- [Work task 1]: Copy the Y chromosome passage verbatim, from "The Y chromosome" to "markers around Eurasia.".
- [Work task 2]: Pick up the Y chromosome passage after its final sentence and continue it.

- [Page excerpt]:
- - - - -

The Y chromosome (which is paternally inherited) data is broadly similar, but shows higher diversity than the mtDNA data (see here). India groups clearly with the South/Southeast Asia cluster (lineage M9(xM45) or K*(xO,P)?), though North India has a large fraction of R1a(M17) as illustrated by the map (YAP = DE, M130 = O?, M89 = F, M9 = K, M45 = P, M173 = R1*(xR1a1), M17 = R1a1; F is inherently F*(xK), K is K*(xP) and P is P*(xR)) of prevalence of the markers around Eurasia.

- - - - -

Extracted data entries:
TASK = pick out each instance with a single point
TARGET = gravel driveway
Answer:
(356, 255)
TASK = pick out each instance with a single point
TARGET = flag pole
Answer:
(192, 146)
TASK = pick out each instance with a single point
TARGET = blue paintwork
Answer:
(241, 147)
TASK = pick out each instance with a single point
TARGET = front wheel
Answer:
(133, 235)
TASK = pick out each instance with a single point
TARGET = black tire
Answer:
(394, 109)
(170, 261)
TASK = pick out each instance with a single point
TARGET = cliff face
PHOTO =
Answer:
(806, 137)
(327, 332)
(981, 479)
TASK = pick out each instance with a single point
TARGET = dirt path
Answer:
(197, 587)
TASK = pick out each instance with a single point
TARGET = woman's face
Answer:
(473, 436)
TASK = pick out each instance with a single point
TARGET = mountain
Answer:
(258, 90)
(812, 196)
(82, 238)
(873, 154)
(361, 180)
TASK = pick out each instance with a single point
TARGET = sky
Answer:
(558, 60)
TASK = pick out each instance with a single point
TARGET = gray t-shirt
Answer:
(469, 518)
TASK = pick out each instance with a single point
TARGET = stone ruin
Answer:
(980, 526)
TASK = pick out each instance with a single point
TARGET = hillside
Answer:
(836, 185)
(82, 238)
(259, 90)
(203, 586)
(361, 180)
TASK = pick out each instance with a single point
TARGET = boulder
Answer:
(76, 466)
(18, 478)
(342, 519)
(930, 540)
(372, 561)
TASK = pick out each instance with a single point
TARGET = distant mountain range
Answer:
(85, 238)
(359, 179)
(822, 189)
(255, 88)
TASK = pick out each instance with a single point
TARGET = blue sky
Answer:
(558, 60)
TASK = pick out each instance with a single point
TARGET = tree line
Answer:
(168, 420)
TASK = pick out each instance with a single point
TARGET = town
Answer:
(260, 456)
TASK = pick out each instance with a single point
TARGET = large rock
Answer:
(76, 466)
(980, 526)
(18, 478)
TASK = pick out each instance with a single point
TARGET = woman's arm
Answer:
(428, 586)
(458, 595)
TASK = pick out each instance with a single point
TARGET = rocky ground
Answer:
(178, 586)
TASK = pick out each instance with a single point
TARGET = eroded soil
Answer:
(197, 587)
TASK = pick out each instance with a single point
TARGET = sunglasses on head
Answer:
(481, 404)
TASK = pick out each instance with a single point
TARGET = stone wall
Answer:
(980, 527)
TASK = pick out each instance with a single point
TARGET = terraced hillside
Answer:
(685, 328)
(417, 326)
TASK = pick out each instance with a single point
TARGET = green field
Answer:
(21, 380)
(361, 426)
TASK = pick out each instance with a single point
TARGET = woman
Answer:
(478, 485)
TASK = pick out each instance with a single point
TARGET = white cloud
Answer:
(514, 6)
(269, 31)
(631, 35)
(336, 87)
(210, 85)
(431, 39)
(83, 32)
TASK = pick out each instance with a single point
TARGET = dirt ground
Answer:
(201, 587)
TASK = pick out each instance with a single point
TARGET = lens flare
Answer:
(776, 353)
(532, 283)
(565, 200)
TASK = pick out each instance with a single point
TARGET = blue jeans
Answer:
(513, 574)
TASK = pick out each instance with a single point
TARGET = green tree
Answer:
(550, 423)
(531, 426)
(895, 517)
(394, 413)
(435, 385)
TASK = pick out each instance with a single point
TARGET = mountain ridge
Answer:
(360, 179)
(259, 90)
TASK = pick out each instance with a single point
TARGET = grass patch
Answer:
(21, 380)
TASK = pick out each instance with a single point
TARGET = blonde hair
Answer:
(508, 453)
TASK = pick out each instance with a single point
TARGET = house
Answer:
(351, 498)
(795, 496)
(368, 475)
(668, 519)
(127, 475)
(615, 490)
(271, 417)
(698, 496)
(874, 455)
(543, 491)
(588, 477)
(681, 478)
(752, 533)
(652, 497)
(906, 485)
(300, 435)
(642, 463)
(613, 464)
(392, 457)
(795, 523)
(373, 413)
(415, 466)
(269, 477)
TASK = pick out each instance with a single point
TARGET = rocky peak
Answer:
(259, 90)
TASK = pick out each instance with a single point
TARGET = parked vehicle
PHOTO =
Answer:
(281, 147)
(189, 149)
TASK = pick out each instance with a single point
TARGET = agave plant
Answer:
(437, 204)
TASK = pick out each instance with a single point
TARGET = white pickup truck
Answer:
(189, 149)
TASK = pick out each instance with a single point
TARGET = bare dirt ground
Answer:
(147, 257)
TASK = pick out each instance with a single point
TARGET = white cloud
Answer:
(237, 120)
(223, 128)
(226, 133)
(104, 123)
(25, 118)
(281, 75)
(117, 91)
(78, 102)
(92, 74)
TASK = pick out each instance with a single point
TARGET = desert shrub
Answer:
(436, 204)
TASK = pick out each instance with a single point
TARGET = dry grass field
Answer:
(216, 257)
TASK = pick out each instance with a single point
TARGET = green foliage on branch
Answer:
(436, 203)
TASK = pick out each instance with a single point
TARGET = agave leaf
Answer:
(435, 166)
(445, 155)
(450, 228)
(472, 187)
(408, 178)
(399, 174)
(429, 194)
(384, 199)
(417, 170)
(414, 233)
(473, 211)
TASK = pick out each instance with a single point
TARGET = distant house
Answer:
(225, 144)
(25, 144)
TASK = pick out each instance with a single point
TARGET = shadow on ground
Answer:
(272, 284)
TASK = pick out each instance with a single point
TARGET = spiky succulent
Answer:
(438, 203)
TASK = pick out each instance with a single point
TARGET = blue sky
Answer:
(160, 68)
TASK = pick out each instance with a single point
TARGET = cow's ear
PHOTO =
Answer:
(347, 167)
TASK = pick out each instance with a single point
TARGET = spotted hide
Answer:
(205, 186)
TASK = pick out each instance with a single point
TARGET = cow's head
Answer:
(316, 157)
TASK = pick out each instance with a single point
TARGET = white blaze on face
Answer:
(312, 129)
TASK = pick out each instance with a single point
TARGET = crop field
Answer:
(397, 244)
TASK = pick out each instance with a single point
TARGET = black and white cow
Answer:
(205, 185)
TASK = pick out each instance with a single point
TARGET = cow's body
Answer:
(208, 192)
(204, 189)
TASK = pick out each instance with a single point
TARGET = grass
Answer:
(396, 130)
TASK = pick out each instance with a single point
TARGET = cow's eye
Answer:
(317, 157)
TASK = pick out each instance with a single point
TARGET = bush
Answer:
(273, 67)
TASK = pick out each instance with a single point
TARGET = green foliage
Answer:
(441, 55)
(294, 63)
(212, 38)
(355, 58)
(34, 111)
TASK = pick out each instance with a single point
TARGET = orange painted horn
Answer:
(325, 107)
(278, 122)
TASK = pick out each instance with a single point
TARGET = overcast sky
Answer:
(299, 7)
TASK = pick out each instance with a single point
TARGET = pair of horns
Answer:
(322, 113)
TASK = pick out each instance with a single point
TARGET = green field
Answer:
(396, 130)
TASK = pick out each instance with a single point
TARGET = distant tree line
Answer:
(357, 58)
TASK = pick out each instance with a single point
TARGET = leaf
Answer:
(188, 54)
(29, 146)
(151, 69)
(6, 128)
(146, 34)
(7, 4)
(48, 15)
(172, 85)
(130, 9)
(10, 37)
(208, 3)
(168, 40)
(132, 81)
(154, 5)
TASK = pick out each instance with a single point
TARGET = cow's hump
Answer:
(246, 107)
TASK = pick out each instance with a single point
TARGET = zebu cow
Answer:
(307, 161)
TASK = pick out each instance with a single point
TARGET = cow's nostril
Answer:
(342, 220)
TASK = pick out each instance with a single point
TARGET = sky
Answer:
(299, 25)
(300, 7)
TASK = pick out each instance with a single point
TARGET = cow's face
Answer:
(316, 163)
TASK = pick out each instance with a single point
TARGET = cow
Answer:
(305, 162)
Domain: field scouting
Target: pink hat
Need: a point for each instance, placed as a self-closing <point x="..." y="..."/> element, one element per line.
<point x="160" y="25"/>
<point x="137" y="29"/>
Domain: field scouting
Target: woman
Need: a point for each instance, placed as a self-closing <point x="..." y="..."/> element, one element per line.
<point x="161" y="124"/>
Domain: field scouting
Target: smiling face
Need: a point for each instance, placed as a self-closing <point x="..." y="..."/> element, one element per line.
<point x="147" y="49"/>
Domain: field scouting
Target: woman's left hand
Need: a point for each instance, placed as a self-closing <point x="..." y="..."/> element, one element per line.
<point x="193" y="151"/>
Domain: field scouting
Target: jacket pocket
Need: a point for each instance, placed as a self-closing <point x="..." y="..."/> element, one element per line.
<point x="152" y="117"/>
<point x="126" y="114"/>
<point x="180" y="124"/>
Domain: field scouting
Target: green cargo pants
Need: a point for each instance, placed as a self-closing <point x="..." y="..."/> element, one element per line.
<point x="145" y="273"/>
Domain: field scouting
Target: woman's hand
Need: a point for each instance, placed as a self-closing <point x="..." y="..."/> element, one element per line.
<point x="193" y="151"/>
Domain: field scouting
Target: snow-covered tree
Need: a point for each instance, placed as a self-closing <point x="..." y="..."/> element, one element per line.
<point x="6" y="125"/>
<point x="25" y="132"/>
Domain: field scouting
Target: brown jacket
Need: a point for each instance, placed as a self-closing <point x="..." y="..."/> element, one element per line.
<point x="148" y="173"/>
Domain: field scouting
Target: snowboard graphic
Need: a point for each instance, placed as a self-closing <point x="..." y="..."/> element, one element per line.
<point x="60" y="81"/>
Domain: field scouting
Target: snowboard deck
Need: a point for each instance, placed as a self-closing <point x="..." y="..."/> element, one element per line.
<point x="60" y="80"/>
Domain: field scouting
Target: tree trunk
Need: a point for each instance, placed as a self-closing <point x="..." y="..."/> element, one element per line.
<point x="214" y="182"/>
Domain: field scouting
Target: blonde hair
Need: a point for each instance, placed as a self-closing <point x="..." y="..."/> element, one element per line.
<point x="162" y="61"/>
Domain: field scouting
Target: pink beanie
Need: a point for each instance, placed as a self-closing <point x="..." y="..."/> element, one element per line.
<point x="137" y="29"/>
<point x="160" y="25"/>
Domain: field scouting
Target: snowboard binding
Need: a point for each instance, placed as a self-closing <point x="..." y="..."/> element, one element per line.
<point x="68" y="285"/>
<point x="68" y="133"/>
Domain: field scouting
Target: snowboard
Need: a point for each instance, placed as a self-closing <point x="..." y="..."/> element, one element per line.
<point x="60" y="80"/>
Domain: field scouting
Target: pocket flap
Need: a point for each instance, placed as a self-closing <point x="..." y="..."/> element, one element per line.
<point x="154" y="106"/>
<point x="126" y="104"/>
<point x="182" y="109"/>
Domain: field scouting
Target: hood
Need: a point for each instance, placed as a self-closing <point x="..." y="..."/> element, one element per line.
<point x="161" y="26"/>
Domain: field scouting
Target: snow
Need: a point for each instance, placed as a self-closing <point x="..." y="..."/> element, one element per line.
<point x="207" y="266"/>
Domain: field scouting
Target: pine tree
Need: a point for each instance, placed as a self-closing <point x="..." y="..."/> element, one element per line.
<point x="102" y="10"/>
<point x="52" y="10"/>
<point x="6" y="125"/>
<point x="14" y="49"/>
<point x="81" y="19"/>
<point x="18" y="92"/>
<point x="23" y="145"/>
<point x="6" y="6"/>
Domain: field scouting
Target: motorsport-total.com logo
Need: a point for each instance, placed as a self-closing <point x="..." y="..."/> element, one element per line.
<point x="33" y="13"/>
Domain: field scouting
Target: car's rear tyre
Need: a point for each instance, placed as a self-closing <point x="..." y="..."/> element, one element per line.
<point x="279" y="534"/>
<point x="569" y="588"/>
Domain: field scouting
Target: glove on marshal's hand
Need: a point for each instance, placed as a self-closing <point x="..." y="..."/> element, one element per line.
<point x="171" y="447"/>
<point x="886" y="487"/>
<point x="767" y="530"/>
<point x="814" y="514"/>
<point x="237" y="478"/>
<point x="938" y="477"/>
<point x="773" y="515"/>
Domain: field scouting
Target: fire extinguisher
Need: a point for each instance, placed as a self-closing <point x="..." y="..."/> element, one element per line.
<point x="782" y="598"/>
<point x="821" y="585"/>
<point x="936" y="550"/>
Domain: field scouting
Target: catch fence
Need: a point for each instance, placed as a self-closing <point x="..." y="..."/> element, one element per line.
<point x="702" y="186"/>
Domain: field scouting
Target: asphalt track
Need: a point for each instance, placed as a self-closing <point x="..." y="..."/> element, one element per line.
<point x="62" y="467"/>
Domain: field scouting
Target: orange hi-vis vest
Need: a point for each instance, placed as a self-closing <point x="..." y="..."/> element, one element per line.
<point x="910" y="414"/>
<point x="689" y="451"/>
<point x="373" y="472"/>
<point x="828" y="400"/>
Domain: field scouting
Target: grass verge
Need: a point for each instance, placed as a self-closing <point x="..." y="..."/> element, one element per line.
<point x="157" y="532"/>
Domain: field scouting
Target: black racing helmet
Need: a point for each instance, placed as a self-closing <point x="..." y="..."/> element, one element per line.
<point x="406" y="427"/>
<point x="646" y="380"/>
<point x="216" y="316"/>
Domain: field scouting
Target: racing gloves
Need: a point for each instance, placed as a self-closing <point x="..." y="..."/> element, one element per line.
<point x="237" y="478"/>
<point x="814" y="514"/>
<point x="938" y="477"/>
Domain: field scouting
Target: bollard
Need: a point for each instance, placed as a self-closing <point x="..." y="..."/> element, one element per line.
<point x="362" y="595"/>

- - - - -

- [Response 1]:
The Y chromosome (which is paternally inherited) data is broadly similar, but shows higher diversity than the mtDNA data (see here). India groups clearly with the South/Southeast Asia cluster (lineage M9(xM45) or K*(xO,P)?), though North India has a large fraction of R1a(M17) as illustrated by the map (YAP = DE, M130 = O?, M89 = F, M9 = K, M45 = P, M173 = R1*(xR1a1), M17 = R1a1; F is inherently F*(xK), K is K*(xP) and P is P*(xR)) of prevalence of the markers around Eurasia.

- [Response 2]:
The Central Asian P* is significantly rarer among the tribals. The European ancestral lineage BR* is more common among the tribals, especially the Dravidian tribals, than the caste populations: the lineage itself may, however, be a heterogeneous group. The Tibeto-Burmese, and to a smaller extent Austro-asiatic, tribals have higher frequencies of K*. It has been suggested that haplogroup J shows clines showing diffusion of agriculture from the middle east: Indian data does not show any clear evidence of this. The ‘Indoeuropean’ R1a and the L haplogroup are also found in significant numbers. See here for details, and here for one estimate of their ages in India. See here for data from a study concentrating mostly on the brahmins and the tribals, and here for associated age estimates.

The major European haplotype (M173 or R1b?) is pretty rare, but some European haplotypes are found amongst the upper castes, and in Punjab and Pakistan. A North African/Middle Eastern variety (M89(xM9) or F) is found at low levels all over India, but many of the Indian haplotypes seem to be of Indian origin, possibly due to genetic drift in small endogamous units.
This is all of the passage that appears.